■ Directive ■
Report every line of the listing that contains the word "tail", and treat uppercase and lowercase as different.

** START OF Extracted records **

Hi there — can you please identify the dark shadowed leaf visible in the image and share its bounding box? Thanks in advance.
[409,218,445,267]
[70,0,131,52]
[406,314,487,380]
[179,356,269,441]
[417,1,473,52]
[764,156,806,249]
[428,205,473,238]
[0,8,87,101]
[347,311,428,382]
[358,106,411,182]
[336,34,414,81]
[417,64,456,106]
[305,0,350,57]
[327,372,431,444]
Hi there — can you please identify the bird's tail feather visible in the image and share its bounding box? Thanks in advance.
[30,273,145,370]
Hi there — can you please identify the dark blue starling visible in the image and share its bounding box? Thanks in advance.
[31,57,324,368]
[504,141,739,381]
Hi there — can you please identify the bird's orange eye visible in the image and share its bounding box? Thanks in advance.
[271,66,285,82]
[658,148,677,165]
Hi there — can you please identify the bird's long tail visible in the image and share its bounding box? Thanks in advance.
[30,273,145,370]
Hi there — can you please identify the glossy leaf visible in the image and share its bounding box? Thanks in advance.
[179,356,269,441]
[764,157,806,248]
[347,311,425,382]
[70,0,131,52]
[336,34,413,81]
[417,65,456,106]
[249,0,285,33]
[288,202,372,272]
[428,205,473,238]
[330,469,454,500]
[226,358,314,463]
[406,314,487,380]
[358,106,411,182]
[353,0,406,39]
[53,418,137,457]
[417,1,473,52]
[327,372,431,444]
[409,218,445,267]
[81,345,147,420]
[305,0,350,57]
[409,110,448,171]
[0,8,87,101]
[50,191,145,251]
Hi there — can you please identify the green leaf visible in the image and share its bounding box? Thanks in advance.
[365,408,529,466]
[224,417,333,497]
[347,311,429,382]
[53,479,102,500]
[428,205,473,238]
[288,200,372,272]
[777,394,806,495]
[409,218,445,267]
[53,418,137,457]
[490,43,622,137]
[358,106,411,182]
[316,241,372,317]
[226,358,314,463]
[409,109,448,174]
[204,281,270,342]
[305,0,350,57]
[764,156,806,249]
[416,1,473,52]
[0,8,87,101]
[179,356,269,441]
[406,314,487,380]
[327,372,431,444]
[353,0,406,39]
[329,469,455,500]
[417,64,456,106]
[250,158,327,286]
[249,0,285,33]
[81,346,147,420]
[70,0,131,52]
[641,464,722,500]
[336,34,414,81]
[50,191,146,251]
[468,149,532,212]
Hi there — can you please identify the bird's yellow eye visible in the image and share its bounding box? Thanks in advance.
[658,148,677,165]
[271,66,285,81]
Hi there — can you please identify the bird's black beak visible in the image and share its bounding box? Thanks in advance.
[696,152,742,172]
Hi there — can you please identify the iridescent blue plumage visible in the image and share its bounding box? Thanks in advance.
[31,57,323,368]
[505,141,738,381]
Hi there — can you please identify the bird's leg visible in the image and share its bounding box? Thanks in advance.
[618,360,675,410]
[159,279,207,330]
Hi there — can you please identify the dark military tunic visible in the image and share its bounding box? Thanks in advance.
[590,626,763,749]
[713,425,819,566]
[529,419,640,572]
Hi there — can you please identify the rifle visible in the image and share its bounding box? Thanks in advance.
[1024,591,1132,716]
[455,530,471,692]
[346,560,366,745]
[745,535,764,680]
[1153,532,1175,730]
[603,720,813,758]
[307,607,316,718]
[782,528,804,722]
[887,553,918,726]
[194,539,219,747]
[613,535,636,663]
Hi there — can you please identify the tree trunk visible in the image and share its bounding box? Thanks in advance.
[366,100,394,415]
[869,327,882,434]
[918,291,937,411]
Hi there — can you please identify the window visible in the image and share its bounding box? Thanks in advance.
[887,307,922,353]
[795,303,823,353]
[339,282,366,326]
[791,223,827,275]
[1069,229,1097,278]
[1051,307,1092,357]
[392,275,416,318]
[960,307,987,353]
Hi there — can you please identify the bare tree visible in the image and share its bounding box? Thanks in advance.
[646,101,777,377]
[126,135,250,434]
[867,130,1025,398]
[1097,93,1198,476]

** END OF Extracted records **

■ Answer to this problem ■
Hi there — can you please identify the bird's tail feather visible in the image and share its bounding box? Thanks in advance.
Hi there — can you please identify the bird's long tail visible in the image and share its bounding box? Thanks in advance.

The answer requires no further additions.